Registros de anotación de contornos
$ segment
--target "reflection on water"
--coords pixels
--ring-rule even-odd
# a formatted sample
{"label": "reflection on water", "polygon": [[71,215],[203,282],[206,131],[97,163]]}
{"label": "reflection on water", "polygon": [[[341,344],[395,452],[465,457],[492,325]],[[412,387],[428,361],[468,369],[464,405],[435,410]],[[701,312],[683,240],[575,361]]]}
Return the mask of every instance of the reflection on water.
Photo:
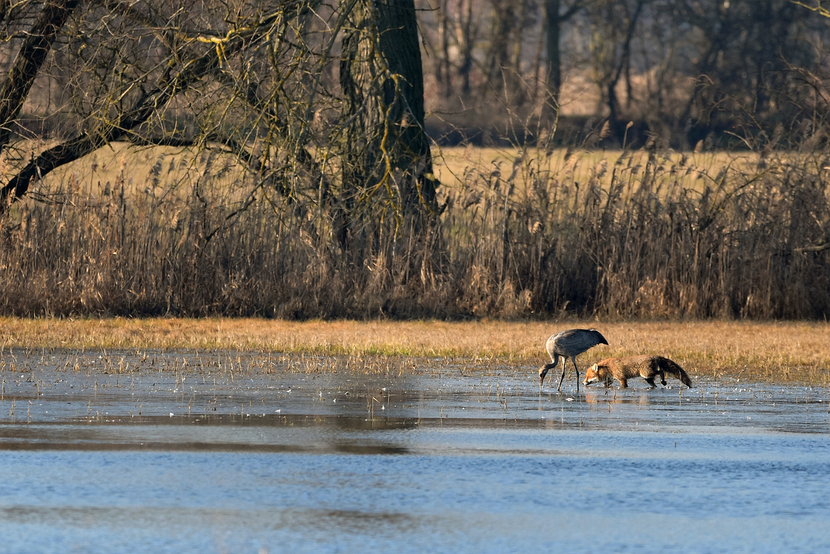
{"label": "reflection on water", "polygon": [[830,547],[824,389],[8,355],[0,552]]}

**ENUNCIADO DEL PROBLEMA**.
Cuenta las líneas de los ítems de arriba que contienen la cadena "polygon", distinguiendo entre mayúsculas y minúsculas. Responde solo con el número.

**RESPUESTA CORRECTA**.
3